▶ Questions on the material:
- A) Rewrite the Panciroli passage from "Panciroli was elevated" up to and including "Pope Innocent X.", putting "Church" in place of "Basilica".
- B) Extend the account of Cardinal Giovanni Giacomo Panciroli, picking up right after its last sentence.

▶ Study text:
- Opening Delimiter -

Giovanni Giacomo Panciroli (1587 - 3 September 1651) was an Italian Catholic Cardinal and Cardinal Secretary of State.

==Life==
Panciroli was born in 1587 in Rome and was educated there, receiving a doctorate utroque iure in 1605. He became an advocate to the Roman Curia and then accompanied Giovanni Battista Pamphili (later Pope Innocent X) during his service as nuncio to Naples and Spain. When he returned to Rome, he entered the service of the Barberini (Francesco and Antonio, nephews of Pope Urban VIII). He became chamberlain to the Pope and superintendent of the house of Cardinal Francesco Barberini. In 1632, he became auditor of the Sacred Roman Rota.

In 1641, he was appointed Latin Patriarch of Constantinople; a position he held until 1643. Paniciroli was consecrated bishop on January 12, 1642 in the church of Santa Maria in Vallicella, in Rome and named nuncio extraordinary to Spain on January 18, 1642.

Panciroli was elevated to cardinal on 13 July 1643 by Pope Urban VIII and was installed as Cardinal Priest at the Basilica of Santo Stefano Rotondo. The following year, Pope Urban died and Panciroli participated in the Papal conclave of 1644 which elected Pope Innocent X.

==Secretary of State==
Upon Pope Innocent's election in September 1644, Panciroli was appointed Cardinal Secretary of State, which duties he shared with the Pope's Cardinal-Nephew Camillo Francesco Maria Pamphili until in January 1647 Pamphili resigned his cardinalate to marry Olimpia Aldobrandini. The resignation increased Panciroli's role, which enjoyed an authority in the Curia unusual for a minister not a blood relative of the Pope, even for a secretary of state, a position still far from taking on the importance that would later have. At the same time, he had to contend with the significant influence Donna Olimpia held with her brother-in-law, the pope. This situation periodically impeded the efficient operation of the curia.

- Closing Delimiter -

▶ Data section:
- Opening Delimiter -

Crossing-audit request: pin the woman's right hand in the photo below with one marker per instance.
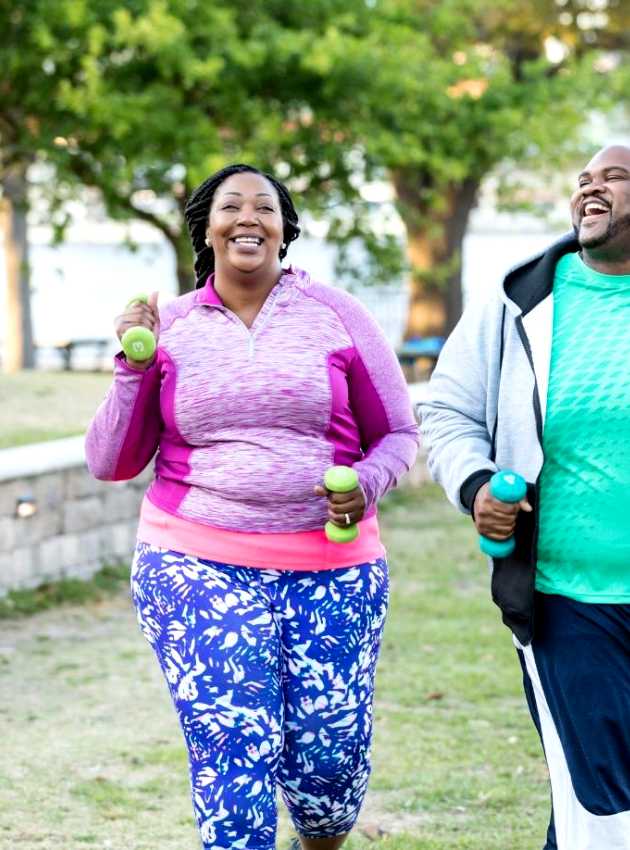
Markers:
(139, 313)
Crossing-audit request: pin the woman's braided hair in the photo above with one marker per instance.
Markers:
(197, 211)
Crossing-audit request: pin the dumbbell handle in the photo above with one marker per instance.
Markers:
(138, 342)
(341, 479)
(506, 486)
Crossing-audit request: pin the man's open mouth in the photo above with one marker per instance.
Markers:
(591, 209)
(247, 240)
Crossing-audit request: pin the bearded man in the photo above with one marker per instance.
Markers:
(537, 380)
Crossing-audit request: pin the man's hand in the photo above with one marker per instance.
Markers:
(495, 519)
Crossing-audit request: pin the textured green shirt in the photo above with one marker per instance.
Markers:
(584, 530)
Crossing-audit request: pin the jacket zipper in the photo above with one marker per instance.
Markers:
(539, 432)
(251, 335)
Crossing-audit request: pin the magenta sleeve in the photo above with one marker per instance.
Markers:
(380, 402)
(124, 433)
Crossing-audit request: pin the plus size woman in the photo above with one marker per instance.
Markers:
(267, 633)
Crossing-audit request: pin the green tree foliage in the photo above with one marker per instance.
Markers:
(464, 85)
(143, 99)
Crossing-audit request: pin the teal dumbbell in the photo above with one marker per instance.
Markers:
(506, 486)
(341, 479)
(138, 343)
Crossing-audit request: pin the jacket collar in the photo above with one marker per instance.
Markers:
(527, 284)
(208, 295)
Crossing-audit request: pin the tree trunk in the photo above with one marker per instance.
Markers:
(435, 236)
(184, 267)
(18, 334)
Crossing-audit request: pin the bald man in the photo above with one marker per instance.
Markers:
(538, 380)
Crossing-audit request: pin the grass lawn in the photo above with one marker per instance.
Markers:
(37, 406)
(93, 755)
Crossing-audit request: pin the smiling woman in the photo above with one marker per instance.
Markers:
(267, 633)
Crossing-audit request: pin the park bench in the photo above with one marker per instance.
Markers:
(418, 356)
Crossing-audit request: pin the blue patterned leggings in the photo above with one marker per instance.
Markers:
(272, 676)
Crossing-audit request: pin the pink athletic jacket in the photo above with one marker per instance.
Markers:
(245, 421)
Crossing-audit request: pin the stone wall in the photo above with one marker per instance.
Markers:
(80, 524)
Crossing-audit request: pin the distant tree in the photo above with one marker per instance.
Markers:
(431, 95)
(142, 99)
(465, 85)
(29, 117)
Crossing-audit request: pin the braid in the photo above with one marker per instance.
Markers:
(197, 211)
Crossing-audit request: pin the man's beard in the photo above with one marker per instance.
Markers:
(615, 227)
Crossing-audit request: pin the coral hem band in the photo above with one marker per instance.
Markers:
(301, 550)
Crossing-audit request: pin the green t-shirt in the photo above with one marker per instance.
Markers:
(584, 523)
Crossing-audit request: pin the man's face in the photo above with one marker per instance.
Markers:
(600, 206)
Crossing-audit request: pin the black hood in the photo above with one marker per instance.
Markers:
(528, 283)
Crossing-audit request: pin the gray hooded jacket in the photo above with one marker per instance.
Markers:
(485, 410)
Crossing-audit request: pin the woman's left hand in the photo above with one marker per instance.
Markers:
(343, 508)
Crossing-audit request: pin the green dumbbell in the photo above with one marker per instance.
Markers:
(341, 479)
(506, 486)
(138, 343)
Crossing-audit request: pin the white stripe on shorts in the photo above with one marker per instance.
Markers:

- Closing Delimiter -

▶ Per-task answers:
- A)
Panciroli was elevated to cardinal on 13 July 1643 by Pope Urban VIII and was installed as Cardinal Priest at the Church of Santo Stefano Rotondo. The following year, Pope Urban died and Panciroli participated in the Papal conclave of 1644 which elected Pope Innocent X.

- B)
When Innocent X asked the Secretary of State for a recommendation regarding a replacement for his woefully incompetent Cardinal-nephew, Francesco Maidalchini. Pancirolo suggested his secretary, Camillo Astalli, a distant relative by marriage to Olympia. Although continuing to enjoy the unconditional esteem of the pope, this raised the ire of the Pamphili family and their associates. Constant attacks combined with declining health contributed to a progressive loss of authority in the Curia.

Panciroli died on 3 September 1651 at the Quirinal Palace in Rome. Upon Panciroli's death, the position was filled by Fabio Chigi who was later elected to the papal throne as Pope Alexander VII.